AIM OF THE TASK: Rescale the lines from the one containing "Where can the picture" through the end of the entries, both ends included, by rewriting each line in full with every x and y coordinate in the answers multiplied by 2.15 and rounded to a whole number, halves rounding up. Keep all other wording unchanged, and output only those lines.

#####

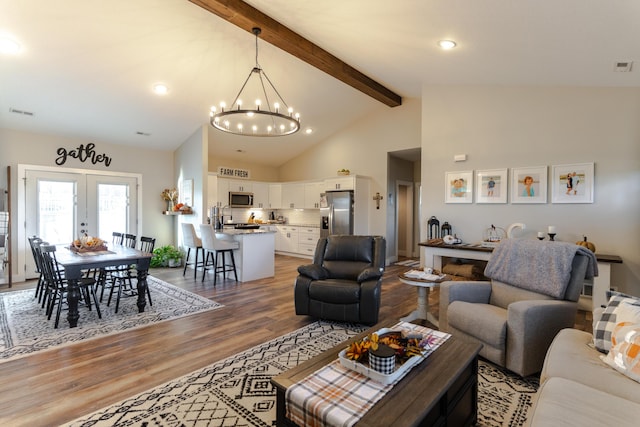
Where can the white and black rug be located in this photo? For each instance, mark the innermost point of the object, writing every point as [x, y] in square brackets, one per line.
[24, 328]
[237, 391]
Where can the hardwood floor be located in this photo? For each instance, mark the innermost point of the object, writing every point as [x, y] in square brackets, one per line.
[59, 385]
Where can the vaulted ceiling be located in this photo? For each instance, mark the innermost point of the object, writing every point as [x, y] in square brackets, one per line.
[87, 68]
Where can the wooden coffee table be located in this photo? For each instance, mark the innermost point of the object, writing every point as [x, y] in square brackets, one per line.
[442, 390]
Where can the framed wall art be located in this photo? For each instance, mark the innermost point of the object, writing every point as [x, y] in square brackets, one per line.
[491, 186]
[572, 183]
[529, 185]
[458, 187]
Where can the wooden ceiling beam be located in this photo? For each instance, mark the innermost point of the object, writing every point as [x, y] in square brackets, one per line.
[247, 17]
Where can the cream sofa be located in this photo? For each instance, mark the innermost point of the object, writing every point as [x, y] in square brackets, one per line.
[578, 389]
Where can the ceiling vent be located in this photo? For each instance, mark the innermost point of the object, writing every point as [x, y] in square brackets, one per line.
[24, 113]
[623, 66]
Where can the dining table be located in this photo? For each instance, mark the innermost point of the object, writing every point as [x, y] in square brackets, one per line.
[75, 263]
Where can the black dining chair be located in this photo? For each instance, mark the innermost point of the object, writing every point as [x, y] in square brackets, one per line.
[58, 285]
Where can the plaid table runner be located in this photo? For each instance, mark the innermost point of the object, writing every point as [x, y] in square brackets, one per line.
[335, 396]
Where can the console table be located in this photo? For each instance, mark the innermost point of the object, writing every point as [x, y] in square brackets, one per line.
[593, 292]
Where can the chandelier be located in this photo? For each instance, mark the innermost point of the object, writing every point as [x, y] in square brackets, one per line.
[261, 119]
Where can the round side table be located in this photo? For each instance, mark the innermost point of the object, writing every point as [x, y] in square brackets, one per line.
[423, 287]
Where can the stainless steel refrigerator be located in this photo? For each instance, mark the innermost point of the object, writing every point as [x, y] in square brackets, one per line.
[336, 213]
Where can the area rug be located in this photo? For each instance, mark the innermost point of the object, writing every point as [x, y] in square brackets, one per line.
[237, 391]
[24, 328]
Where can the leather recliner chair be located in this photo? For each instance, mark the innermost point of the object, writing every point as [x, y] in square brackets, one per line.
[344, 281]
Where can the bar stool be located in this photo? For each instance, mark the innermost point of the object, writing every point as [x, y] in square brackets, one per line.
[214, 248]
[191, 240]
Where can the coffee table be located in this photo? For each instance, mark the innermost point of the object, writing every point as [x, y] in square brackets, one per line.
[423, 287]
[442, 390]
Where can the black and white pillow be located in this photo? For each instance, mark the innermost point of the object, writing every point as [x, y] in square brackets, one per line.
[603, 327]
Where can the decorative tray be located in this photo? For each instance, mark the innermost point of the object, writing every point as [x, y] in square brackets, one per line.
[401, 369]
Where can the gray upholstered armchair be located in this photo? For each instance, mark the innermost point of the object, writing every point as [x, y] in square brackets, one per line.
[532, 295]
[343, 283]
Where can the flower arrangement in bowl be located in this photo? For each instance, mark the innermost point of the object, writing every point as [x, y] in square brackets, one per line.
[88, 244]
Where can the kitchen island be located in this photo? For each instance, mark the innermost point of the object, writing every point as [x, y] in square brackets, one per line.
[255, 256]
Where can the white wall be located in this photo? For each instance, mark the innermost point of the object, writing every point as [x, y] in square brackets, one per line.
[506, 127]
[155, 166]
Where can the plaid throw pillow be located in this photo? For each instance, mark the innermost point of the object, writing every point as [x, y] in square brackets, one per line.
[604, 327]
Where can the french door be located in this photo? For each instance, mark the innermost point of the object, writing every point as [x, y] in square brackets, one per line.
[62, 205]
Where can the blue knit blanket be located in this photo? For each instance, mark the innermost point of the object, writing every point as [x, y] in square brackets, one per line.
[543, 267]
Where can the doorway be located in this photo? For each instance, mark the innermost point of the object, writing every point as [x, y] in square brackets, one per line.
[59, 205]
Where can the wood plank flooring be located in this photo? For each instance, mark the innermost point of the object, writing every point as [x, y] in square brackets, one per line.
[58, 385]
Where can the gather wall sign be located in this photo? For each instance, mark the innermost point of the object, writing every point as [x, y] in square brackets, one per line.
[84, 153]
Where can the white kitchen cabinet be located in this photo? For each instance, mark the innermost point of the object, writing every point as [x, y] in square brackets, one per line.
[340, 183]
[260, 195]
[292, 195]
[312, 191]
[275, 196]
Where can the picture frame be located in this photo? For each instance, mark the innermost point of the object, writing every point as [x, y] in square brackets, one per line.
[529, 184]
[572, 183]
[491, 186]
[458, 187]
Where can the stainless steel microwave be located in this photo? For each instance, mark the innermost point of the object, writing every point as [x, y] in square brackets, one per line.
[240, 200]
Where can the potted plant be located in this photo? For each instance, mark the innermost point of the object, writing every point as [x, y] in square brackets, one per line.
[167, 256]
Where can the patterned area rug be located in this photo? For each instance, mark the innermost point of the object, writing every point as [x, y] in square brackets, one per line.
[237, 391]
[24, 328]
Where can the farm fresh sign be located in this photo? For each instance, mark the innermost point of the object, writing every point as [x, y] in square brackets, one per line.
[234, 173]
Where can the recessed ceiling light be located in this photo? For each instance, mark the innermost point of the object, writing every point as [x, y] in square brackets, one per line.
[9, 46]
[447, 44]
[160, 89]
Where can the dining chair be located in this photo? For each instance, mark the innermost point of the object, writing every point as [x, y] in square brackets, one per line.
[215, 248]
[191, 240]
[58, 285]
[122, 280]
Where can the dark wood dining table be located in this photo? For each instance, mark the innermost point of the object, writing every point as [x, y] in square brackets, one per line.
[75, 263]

#####

REPLY:
Where can the picture frame be located in this photo? For each instance, mark the innermost point of the object, writing every point as [x, y] in square brackets, one per line.
[1137, 396]
[1230, 393]
[1056, 400]
[985, 402]
Where can the stainless steel microwave be located in this photo? For each instance, mark the innermost point of the object, writing every point as [x, y] in square brackets, one per line.
[516, 430]
Where can the potted plant be located in this photo? For each instance, mark the innermost point of the object, writing every point as [x, y] in square brackets, one per line.
[359, 550]
Where can the patterned area rug be located in this photo? For each instance, mark the innermost point of the object, writing every point as [x, y] in square brackets, one per line.
[510, 841]
[52, 705]
Where can the farm fresh sign be located in this photo? For each instance, mark the innermost point of the object, writing every point as [x, y] in square brackets, one per line.
[503, 372]
Where can the recessed ceiling light be located in this photo? For each instance, mark the innermost point of the object, writing every point as [x, y] in square brackets, one per line.
[19, 99]
[961, 95]
[344, 191]
Where can the dining chair be located in this photo? For each instance, mark the innermost point of the object, writing every point as [x, y] in square brackets, one per line.
[462, 533]
[411, 516]
[125, 613]
[262, 602]
Where can the dark wood dining table be located in this photo? For each instance, mark the innermost point of the object, writing every point as [x, y] in square brackets, one per line.
[161, 565]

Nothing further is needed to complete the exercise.